Requirement> Please print the lines below exactly, starting at the first one and ending at the line that contains "[[319, 278]]", with both included. Leave out the pictures.

Dataset records>
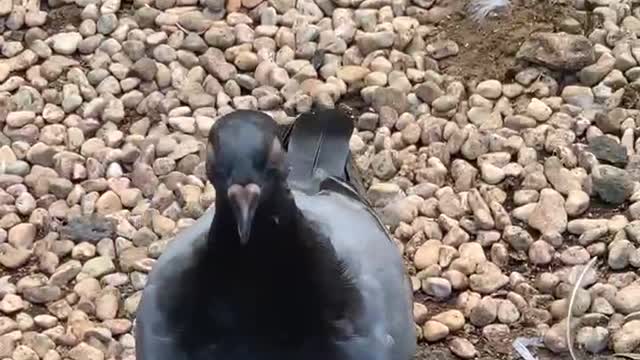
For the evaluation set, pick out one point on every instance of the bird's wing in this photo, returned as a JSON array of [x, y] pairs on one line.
[[375, 265], [155, 333], [318, 148]]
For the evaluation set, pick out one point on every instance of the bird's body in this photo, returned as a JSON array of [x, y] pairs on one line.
[[319, 278]]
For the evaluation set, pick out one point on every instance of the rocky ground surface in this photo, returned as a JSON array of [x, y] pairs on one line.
[[503, 156]]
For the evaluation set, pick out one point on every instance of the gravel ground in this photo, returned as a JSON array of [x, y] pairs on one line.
[[502, 154]]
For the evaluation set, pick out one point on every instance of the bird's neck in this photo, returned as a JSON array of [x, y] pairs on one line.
[[287, 275]]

Solution below>
For the evaluation set, pick out one point on every instance of the bird's wing in this photo, returned as a JSON array of [x, y] pairs on one line.
[[375, 265], [155, 333], [318, 148]]
For the evaluation set, pick out one point on every instance of the bird's body in this photo, returned as a JSON array of [x, y] pairs on one line.
[[319, 278]]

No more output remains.